TEXT PROVIDED:
=======
Meridian Brothers Freak Out Cafe Nine

Brian Slattery Photos

Meridian Brothers.

The Meridian Brothers were already driving hard on a cumbia when bandleader Eblis Álvarez, who had been contributing a rhythmic guitar pattern to the groove, suddenly wrenched an echoing clatter out of the instrument — a sound that people unfamiliar with Álvarez’s work might not have known a guitar could make. But very few people in Cafe Nine on Wednesday night seemed new to the Meridian Brothers, a Colombian band that has steadily made fans worldwide on the strength of its recorded output from Bogotá. With pandemic restrictions lifted, the band was now on tour in the U.S. for the first time in years, and at the club on State and Crown, there was a sense of floodgates opening.

The Meridian Brothers are the brainchild of composer and multi-instrumentalist Álvarez, who has made a career of combining the deep, irresistible rhythms from Colombia and elsewhere in Latin America with resolutely experimental music. The result is something like a party jam, something like a lab, something like a toy shop. The music is soaked in fun, though Álvarez’s mission, on another level, is serious: to preserve the traditional music of Colombia by bringing it straight into an imagined future. That combination of intentions gives the music the kind of weight that gets feet moving, and the rhythm grounds the band’s sonic experiments. The result is sweaty and heady, partaking of psychedelia but going higher and deeper. No wonder the band was one that Rick Omonte, a.k.a. Shaki Presents, had talked to for years in hopes of bringing the group to New Haven to play. On Wednesday night, it finally happened.

Leon City Sounds.

The night of music started off with a DJ set from Leon City Sounds, spinning a mix of cumbia and salsa sprinkled with other elements — essentially presenting the rhythmic elements and song structures from which the Meridian Brothers have drawn much of their sound for the past two decades. It was the right music for the hour, as Cafe Nine steadily filled with people. Musicians from several New Haven-area bands mingled with dancers as couples took to the floor to show their moves, and friends greeted friends with smiles and slaps to the back.
=======
Records drawn from a collection:

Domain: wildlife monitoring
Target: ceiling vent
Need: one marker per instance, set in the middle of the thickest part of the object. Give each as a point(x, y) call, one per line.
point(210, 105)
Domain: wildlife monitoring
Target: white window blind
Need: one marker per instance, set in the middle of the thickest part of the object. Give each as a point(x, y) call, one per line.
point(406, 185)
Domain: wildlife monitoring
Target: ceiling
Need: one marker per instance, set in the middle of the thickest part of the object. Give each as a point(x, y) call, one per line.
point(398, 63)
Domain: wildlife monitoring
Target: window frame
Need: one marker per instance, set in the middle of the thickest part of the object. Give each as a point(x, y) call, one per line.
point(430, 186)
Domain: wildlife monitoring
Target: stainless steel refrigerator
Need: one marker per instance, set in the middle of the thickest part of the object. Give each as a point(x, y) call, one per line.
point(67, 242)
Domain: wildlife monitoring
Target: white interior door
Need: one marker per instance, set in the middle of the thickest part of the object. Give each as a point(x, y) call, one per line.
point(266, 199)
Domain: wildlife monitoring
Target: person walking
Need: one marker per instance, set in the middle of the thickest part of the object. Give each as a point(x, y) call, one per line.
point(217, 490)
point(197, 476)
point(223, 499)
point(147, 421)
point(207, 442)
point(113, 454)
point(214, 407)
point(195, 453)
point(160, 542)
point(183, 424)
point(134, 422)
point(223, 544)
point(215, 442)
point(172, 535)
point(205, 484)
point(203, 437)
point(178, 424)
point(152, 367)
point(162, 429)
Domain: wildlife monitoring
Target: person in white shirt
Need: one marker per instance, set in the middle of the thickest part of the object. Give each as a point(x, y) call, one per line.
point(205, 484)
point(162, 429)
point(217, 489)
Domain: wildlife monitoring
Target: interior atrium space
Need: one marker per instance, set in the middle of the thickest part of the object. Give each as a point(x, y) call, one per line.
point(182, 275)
=======
WORK ITEM A: In the concert review, who had spent years talking with the Meridian Brothers in hopes of bringing them to New Haven?
WORK ITEM B: Please extend the Meridian Brothers concert review, starting after its last sentence.

ANSWER BOX A: Rick Omonte, a.k.a. Shaki Presents.

ANSWER BOX B:
By the time the Meridian Brothers — Álvarez on vocals, guitar, and keyboards; Maria Valencia on saxophone, clarinet, percussion and synthesizers; Mauricio Ramirez on percussion; Cesar Quevedo on bass; and Alejandro Forero on electronics and synthesizers — took the stage, the crowd was thoroughly warmed up, the band ready to play. The group hit hard from its very first number, virtually forcing the audience, which had already moved to the front, to start dancing. Howls of delight filled the air as Álvarez, Valencia, and Forero began their sonic forays while Ramirez and Quevedo laid down some of the heaviest rhythms heard all year. The band could create a dense, swirling sound driven by layers of instruments and Álvarez even running his voice through a harmonizer.

When Valencia joined Ramirez in the percussion section and Álvarez switched from guitar to keyboard, the band could also be at its most hypnotically rhythmic and its most sonically adventurous at the same time. The band proved a general point, that people can love some pretty experimental music as long as they can dance to it. In the case of the Meridian Brothers, who are diabolically expert at putting those elements together, the rhythms and sounds amplified one another, creating a sound that was deeply earthy and somehow also soaring.

As the band neared the end of its set, the tempos got faster, the music even more urgent. This is for the hard dancers,” Álvarez announced to introduce a salsa number. Where are the hard dancers?” Sure enough, they appeared, misting the club’s air with sweat as they moved their feet. The band’s attempt to leave the stage after their final number — a transformative, tropicalia-soaked take on Jimi Hendrix’s Purple Haze” — was thoroughly rejected, and the Meridian Brothers rewarded the audience’s intensity with two more numbers that finally let the dancers’ exhaustion triumph over their enthusiasm. People then staggered out of the club onto Crown Street to mingle, chat, mop their brow, or just take in the cooling night air. No one wanted to go home just yet.